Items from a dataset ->
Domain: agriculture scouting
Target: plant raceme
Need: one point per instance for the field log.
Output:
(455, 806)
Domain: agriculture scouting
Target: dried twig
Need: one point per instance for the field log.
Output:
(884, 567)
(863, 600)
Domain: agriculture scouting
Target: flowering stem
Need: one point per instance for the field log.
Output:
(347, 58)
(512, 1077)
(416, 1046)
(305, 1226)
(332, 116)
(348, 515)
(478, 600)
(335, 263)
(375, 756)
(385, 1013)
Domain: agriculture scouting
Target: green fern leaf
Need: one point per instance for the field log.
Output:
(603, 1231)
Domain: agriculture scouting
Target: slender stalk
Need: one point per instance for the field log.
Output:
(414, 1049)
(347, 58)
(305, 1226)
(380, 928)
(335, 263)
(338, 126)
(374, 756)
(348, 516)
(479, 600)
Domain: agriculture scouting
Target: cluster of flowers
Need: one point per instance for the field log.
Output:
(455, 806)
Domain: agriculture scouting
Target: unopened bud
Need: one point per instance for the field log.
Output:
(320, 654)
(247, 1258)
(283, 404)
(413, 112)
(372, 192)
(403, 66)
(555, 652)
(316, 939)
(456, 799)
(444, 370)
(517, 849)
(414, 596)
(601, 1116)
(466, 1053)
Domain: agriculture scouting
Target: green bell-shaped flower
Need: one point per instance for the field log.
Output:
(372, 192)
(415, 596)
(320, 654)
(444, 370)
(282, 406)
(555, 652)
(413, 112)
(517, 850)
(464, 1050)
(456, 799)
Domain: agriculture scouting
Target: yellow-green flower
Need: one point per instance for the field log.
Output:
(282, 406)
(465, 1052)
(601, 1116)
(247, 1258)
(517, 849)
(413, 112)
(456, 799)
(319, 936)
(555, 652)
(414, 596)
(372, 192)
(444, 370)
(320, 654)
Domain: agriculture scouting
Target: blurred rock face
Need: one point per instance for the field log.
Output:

PROBLEM DESCRIPTION ->
The entries above must be retyped exactly, down to the last character.

ANSWER SECTION ->
Domain: agriculture scouting
Target: plant raceme
Need: one point per instance for the field log.
Output:
(455, 806)
Domain: agriculture scouting
Target: dried twig
Need: one point per instance for the field log.
Output:
(884, 567)
(863, 600)
Domain: agriculture scouting
Target: flowering stem
Need: one point per instance for the field log.
Output:
(347, 58)
(512, 1077)
(416, 1046)
(305, 1226)
(332, 116)
(348, 515)
(478, 600)
(335, 263)
(375, 756)
(385, 1013)
Domain: agriculture scouting
Target: green fern leaf
Need: one point per instance for the field log.
Output:
(603, 1231)
Domain: agriculture scouting
Target: slender stalk
Need: one point per instance for the field log.
Output:
(414, 1049)
(347, 58)
(305, 1226)
(380, 928)
(335, 263)
(338, 126)
(374, 756)
(348, 516)
(479, 600)
Domain: agriculture scouting
Target: cluster of flowers
Need: one point per instance for the field log.
Output:
(455, 806)
Domain: agriculture scouting
Target: unopened bud
Need: one point per instance for the field log.
Output:
(320, 654)
(247, 1258)
(283, 404)
(413, 112)
(372, 192)
(403, 66)
(555, 652)
(316, 939)
(456, 799)
(444, 370)
(517, 849)
(414, 596)
(601, 1116)
(466, 1053)
Domain: agriculture scouting
Target: green bell-shaped flower
Need: one point per instance for the field log.
Output:
(372, 192)
(415, 596)
(320, 654)
(444, 370)
(282, 406)
(555, 652)
(413, 112)
(517, 850)
(464, 1050)
(456, 799)
Domain: agriculture scouting
Target: yellow-green flower
Need: one point per instance for the field log.
Output:
(282, 406)
(465, 1052)
(601, 1116)
(247, 1258)
(517, 849)
(413, 112)
(456, 799)
(319, 936)
(555, 652)
(414, 596)
(372, 192)
(444, 370)
(320, 654)
Domain: agriculture scouting
Target: blurred rock face
Need: one point per instance for the field log.
Output:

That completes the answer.